What this exercise asks →
A. According to the article on Norwegian Air, how many aircraft is the airline's expected fleet?
B. Reproduce word for word the stretch of the Norwegian Air article from "It was the first" through "that of Norwegian.".
C. Carry on the article about Norwegian Air's Gatwick closures, starting right after its final sentence.

Extract provided →
--*--

Norwegian Air has ended an era of cheap transatlantic flying by scrapping its popular long-haul services at Gatwick, with the loss of 1,100 British jobs.
The company said yesterday that it had abandoned plans to relaunch itself as a budget transatlantic carrier after the pandemic to concentrate instead on rebooting itself as a Scandinavian short-haul operation.
Norwegian reshaped the market when it began flying passengers between Gatwick and the United States for £150 one-way. It once boasted that it was flying more people to the New York area than British Airways.
It was the first carrier to offer budget transatlantic flights in a sustained way since Sir Freddie Laker’s Skytrain in the 1970s. Skytrain collapsed in the recession of the early 1980s after failing to break the stranglehold of big airlines — a similar fate to that of Norwegian.
Like other carriers, it has been battered by the pandemic while fighting back from near-insolvency over the past nine months. Before that it had faced multibillion-pounds of debt and difficult aircraft leasing liabilities.
It has been offering a skeleton service in Norway. Yesterday it said that its board of directors had “outlined a simplified business structure, a dedicated short-haul route network . . . focusing on its core Nordics business”.
That means that 1,100 pilots and cabin crew based at Gatwick who have been on furlough because of the pandemic are being made redundant as the subsidiary that employs them is to be wound up.
Although it aims to fly some routes to the UK, Norwegian has no plans to base any of an expected fleet of 50 aircraft at airports in Britain.
The plans are dependent on yet another recapitalisation of an airline that was brought to its knees by expansion under Bjorn Kjos, its founder and former chief executive, that left Norwegian flying too many unprofitable routes.

--*--

Data excerpts →
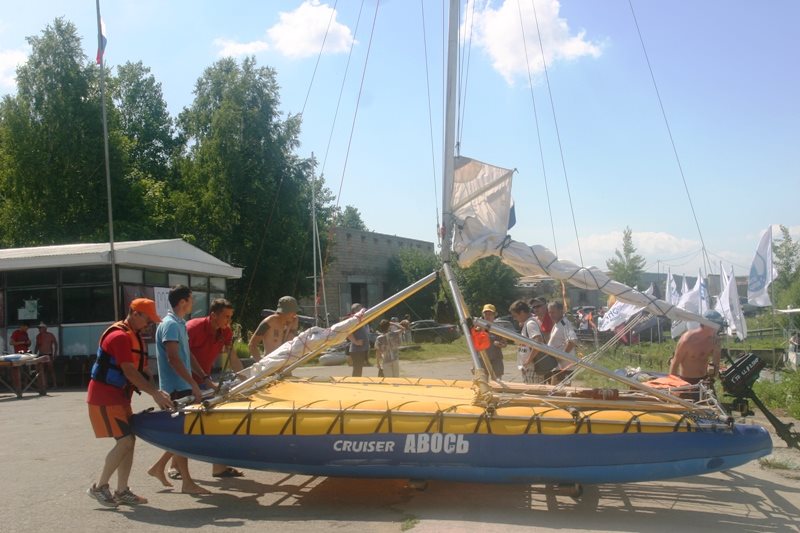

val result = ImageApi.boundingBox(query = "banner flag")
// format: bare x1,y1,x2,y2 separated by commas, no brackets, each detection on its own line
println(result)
747,226,778,307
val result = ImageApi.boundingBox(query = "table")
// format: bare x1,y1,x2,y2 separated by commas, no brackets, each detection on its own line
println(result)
0,355,52,398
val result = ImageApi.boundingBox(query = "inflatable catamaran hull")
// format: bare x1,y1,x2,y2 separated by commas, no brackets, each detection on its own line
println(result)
134,413,771,484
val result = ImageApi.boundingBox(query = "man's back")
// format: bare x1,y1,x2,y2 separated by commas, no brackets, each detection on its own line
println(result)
670,327,719,378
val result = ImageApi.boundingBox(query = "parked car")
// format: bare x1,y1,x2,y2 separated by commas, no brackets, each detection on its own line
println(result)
411,320,461,343
494,315,519,333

--*--

Your responses →
A. 50 aircraft

B.
It was the first carrier to offer budget transatlantic flights in a sustained way since Sir Freddie Laker’s Skytrain in the 1970s. Skytrain collapsed in the recession of the early 1980s after failing to break the stranglehold of big airlines — a similar fate to that of Norwegian.

C.
Last spring it went through a £1.07 billion swap of borrowings and leasing liabilities into new shares. Even after that, at the end of last year it was forced to apply for insolvency protection in Ireland, where ownership of its aircraft is registered. In its latest filings Norwegian reported that it had £4.2 billion of debt.
Yesterday it said that it was targeting a reduction of that to £1.75 billion and planned to raise up to £430 million with another rights issue with existing investors, a private placement of shares and the issue of convertible shares.
It has not given up hope that the government in Oslo will come back with state aid proposals after ministers had previously rebuffed Norwegian’s pleas for help.
Jacob Schram, the chief executive brought in to try to rescue Norwegian, called it “a robust business plan, which will provide a new start”.
He said that he had abandoned plans to restart long-haul operations because that was the segment likely to return the most slowly after the dislocation of Covid-19.
“Travel restrictions and changing government advice continue to negatively influence demand for long-haul travel and Norwegian’s entire Boeing 787 Dreamliner fleet has been grounded since March 2020,” the airline said.
The boards of the units that employ “long-haul staff in Italy, France, the UK and the US have contacted insolvency practitioners”, it said. That affects more than 2,100 people, more than half of whom are based at Gatwick.
At its height Norwegian was carrying 37 million passengers a year, employed 10,000 people and was a takeover target for International Consolidated Airlines Group, British Airways’ owner.